***** Quellenauszug

Im Abstand von einem guten Jahr hat Matthias Wichtrup auf seinem Label Manuka Music zwei Alben veröffentlicht, die unverkennbar - auch wenn manche der eher akustisch gehaltenen Stücke vom Sound her auch an Westcoast-Songwriter und in einigen sehr wenigen Momenten an Neil Young gemahnen - der Art-Rock-Tradition verpflichtet sind. Deren Klanglandschaften sowohl instrumental wie auch stimmlich nachzubilden (manche mag der Gesang ja an Supertramp erinnern - mich erinnert er, auch was die Songstrukturen betrifft, frappierend an von Phil Collins gesungene Genesis-Stücke aus den 70ern), gelingt Matthias Wichtrup erstaunlich gut. Ob einem seine CDs My face is not my face (1999) und My loneliness (2000) gefallen, wird also wesentlich davon abhängen, ob man mit dem Genre überhaupt etwas anfangen kann.

**********

# Aufgaben
1) Geben Sie den Quellenauszug von „Im Abstand von“ bis „etwas anfangen kann.“ wortgetreu wieder.
2) Übersetzen Sie diesen Satz aus dem Quellenauszug ins Englische: „Ob einem seine CDs My face is not my face (1999) und My loneliness (2000) gefallen, wird also wesentlich davon abhängen, ob man mit dem Genre überhaupt etwas anfangen kann.“

***** Ausgewählte Einträge

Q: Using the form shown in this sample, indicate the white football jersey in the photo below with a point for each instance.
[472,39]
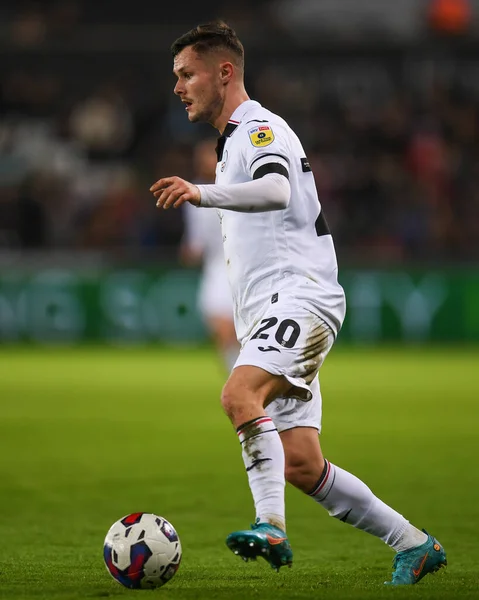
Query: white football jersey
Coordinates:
[266,252]
[203,233]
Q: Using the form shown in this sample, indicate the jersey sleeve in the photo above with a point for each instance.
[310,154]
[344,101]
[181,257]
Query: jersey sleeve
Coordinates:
[266,149]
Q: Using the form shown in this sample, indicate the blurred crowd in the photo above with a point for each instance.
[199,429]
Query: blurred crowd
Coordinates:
[394,148]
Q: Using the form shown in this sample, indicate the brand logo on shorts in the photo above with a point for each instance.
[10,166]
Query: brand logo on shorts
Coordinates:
[268,349]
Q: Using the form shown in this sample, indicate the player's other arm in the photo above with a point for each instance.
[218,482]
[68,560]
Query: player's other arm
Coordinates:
[270,190]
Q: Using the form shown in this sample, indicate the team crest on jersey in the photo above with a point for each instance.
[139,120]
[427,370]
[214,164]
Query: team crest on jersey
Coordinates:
[261,136]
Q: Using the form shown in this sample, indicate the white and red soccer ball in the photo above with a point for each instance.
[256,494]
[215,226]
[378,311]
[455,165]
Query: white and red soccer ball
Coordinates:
[142,551]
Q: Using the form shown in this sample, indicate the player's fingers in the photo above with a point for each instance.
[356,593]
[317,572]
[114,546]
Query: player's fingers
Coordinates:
[163,197]
[162,183]
[181,200]
[173,197]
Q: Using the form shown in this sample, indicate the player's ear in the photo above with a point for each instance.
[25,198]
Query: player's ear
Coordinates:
[226,72]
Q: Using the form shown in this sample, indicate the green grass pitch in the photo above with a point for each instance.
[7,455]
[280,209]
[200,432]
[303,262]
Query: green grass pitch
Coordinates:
[88,435]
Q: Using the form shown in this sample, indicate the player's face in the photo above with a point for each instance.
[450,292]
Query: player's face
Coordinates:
[199,85]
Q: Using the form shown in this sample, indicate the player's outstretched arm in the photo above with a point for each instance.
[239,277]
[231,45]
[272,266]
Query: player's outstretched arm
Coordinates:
[270,192]
[174,191]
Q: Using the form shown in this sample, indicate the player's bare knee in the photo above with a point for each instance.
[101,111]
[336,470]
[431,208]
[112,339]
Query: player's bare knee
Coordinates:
[237,400]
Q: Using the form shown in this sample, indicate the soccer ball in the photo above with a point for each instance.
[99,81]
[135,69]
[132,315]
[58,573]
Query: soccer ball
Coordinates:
[142,550]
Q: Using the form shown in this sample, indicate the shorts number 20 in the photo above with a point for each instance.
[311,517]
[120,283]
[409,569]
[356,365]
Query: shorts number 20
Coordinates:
[287,333]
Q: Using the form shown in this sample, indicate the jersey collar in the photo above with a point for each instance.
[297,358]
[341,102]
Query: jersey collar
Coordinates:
[233,123]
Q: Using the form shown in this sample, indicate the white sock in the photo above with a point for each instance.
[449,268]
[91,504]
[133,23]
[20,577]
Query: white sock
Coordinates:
[263,456]
[350,500]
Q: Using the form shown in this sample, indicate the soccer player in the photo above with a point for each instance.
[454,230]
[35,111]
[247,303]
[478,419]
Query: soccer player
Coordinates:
[289,307]
[202,243]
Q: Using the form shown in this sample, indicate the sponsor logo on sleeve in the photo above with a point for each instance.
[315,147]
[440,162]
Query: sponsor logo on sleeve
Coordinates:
[261,136]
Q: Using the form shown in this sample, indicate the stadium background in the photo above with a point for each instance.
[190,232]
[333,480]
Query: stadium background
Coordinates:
[108,385]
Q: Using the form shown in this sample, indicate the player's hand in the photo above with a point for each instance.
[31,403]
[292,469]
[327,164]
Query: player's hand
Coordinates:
[174,191]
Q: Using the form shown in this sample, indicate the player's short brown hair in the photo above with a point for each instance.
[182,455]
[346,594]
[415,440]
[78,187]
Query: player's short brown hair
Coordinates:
[211,36]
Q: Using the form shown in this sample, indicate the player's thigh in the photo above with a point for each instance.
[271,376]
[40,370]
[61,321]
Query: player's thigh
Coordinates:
[290,341]
[288,413]
[248,384]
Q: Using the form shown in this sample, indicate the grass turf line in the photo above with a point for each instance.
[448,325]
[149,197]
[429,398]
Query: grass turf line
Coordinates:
[88,435]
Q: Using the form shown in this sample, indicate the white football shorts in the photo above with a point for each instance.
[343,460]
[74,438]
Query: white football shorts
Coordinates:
[214,294]
[291,340]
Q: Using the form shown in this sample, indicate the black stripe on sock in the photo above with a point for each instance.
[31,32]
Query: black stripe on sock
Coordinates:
[320,480]
[259,433]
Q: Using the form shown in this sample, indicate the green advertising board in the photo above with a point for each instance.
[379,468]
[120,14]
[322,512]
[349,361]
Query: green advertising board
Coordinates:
[142,305]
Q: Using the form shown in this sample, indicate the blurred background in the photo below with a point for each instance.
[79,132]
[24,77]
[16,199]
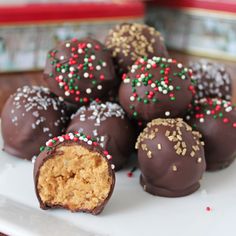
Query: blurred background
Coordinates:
[192,29]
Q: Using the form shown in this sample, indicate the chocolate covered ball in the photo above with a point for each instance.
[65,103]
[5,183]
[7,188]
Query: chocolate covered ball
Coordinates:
[156,88]
[130,41]
[106,122]
[75,173]
[216,120]
[30,117]
[171,158]
[80,70]
[211,80]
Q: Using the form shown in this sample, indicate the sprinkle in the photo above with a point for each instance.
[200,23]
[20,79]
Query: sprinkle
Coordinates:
[167,113]
[174,168]
[208,209]
[99,87]
[199,160]
[88,90]
[149,154]
[130,173]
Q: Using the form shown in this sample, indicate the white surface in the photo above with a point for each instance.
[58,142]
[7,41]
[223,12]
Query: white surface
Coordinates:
[131,211]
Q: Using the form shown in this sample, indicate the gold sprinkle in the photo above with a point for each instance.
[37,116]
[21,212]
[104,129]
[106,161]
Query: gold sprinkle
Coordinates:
[174,168]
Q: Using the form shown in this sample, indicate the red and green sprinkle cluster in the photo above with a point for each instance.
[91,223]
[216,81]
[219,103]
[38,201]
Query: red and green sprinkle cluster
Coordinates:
[81,64]
[214,107]
[74,137]
[156,75]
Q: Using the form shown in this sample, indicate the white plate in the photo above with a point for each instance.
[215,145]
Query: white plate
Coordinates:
[131,211]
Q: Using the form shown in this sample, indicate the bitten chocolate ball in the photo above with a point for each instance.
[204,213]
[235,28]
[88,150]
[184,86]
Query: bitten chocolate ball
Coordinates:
[29,118]
[156,88]
[211,80]
[75,173]
[171,158]
[130,41]
[108,123]
[216,120]
[80,70]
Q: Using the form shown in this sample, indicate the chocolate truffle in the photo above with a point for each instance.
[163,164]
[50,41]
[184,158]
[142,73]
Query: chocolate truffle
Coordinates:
[130,41]
[156,88]
[216,120]
[80,70]
[106,122]
[29,118]
[171,158]
[75,173]
[211,80]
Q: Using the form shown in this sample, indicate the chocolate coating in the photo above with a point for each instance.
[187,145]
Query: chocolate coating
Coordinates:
[156,88]
[80,70]
[30,117]
[108,123]
[216,120]
[171,158]
[50,150]
[130,41]
[211,80]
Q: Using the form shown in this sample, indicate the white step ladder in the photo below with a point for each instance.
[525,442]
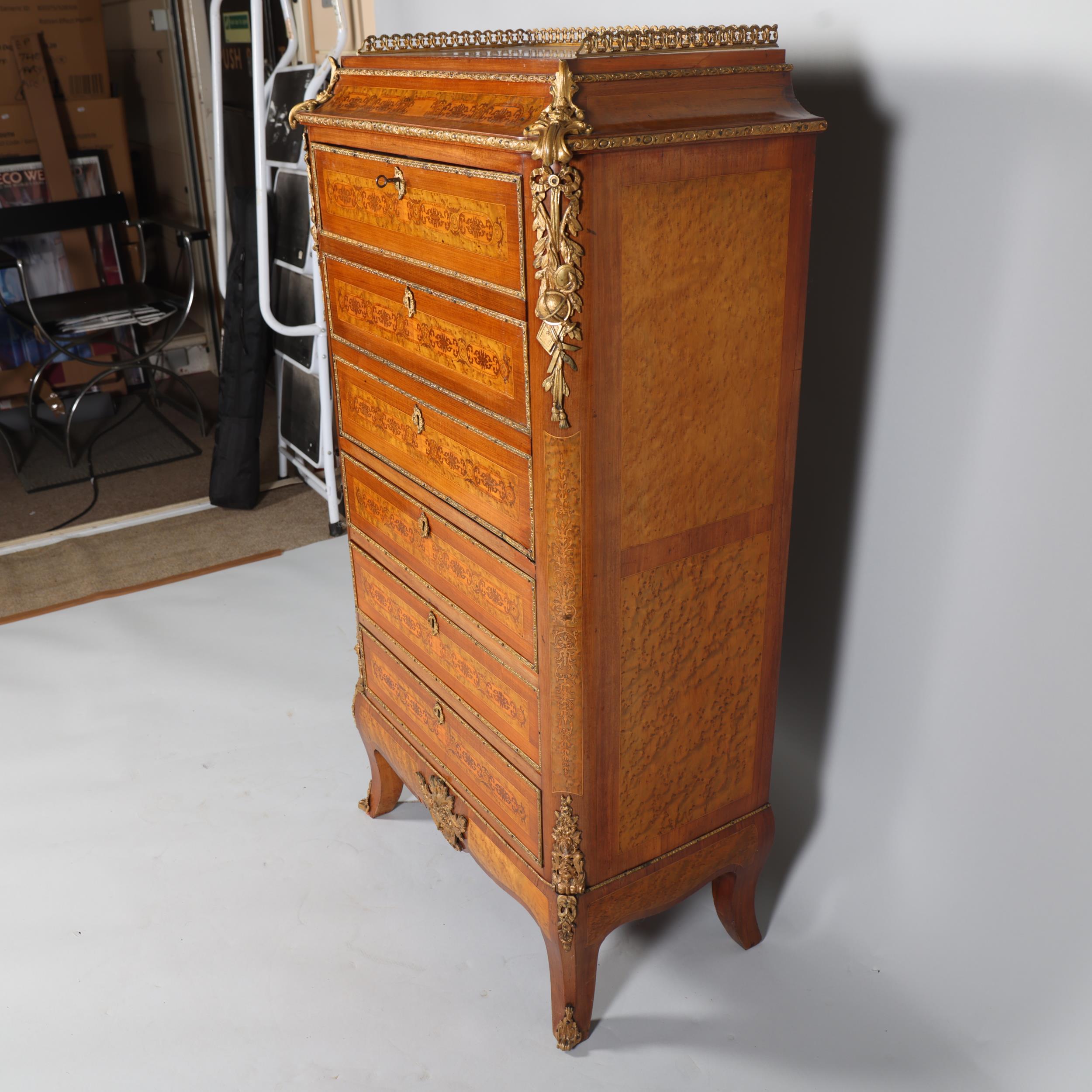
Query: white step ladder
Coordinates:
[322,458]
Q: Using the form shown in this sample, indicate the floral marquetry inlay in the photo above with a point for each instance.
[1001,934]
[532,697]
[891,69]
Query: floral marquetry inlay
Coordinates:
[440,558]
[467,223]
[455,460]
[466,352]
[446,735]
[507,706]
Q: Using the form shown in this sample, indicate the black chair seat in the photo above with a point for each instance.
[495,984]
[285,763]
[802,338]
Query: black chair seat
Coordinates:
[90,302]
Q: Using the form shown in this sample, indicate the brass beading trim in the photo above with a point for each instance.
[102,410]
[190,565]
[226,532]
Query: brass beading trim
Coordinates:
[669,73]
[577,78]
[589,40]
[694,136]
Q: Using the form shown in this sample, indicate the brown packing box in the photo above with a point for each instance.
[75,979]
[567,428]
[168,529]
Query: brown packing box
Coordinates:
[75,46]
[95,125]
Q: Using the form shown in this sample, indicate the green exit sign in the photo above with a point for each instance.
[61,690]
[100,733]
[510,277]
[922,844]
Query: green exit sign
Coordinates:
[236,28]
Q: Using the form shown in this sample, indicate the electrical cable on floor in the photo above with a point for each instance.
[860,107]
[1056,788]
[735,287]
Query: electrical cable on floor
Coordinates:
[91,469]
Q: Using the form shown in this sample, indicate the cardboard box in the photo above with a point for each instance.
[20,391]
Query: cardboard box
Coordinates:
[75,46]
[91,126]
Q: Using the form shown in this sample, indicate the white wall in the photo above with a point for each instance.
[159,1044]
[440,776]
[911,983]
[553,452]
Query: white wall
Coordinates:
[935,740]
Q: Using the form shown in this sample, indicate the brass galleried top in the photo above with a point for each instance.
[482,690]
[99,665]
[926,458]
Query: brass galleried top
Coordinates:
[586,41]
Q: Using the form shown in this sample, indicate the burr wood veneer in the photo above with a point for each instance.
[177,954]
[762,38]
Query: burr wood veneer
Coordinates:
[565,284]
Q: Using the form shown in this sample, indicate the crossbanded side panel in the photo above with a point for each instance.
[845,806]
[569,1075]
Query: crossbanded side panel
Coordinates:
[704,263]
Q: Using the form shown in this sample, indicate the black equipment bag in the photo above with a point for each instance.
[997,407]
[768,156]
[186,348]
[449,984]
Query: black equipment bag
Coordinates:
[244,359]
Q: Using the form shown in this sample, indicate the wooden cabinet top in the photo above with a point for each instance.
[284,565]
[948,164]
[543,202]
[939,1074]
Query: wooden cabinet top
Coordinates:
[622,88]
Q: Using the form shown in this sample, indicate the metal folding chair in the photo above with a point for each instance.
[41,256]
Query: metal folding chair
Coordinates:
[119,305]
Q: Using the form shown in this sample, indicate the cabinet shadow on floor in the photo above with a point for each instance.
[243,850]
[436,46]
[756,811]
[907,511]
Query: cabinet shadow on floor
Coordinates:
[851,180]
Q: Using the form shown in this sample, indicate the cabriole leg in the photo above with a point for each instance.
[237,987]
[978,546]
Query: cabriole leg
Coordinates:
[386,787]
[734,890]
[573,988]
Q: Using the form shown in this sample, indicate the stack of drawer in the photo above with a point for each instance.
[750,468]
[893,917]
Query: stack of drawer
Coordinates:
[426,282]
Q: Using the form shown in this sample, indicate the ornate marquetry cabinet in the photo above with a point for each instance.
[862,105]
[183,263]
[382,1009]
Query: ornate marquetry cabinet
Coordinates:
[565,278]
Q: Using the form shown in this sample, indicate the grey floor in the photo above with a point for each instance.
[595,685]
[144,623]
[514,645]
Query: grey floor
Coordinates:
[190,899]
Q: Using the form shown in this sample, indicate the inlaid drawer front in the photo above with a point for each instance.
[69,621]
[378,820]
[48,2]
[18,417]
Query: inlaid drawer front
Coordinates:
[501,698]
[487,588]
[477,768]
[480,475]
[469,351]
[463,222]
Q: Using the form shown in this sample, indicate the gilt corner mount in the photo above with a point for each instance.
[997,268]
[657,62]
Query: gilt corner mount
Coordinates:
[556,198]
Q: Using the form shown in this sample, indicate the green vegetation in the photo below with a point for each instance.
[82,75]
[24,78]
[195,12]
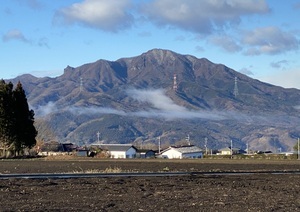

**********

# Lösungen
1)
Im Abstand von einem guten Jahr hat Matthias Wichtrup auf seinem Label Manuka Music zwei Alben veröffentlicht, die unverkennbar - auch wenn manche der eher akustisch gehaltenen Stücke vom Sound her auch an Westcoast-Songwriter und in einigen sehr wenigen Momenten an Neil Young gemahnen - der Art-Rock-Tradition verpflichtet sind. Deren Klanglandschaften sowohl instrumental wie auch stimmlich nachzubilden (manche mag der Gesang ja an Supertramp erinnern - mich erinnert er, auch was die Songstrukturen betrifft, frappierend an von Phil Collins gesungene Genesis-Stücke aus den 70ern), gelingt Matthias Wichtrup erstaunlich gut. Ob einem seine CDs My face is not my face (1999) und My loneliness (2000) gefallen, wird also wesentlich davon abhängen, ob man mit dem Genre überhaupt etwas anfangen kann.

2) Whether you like his CDs My face is not my face (1999) and My loneliness (2000) will therefore depend largely on whether you can relate to the genre at all.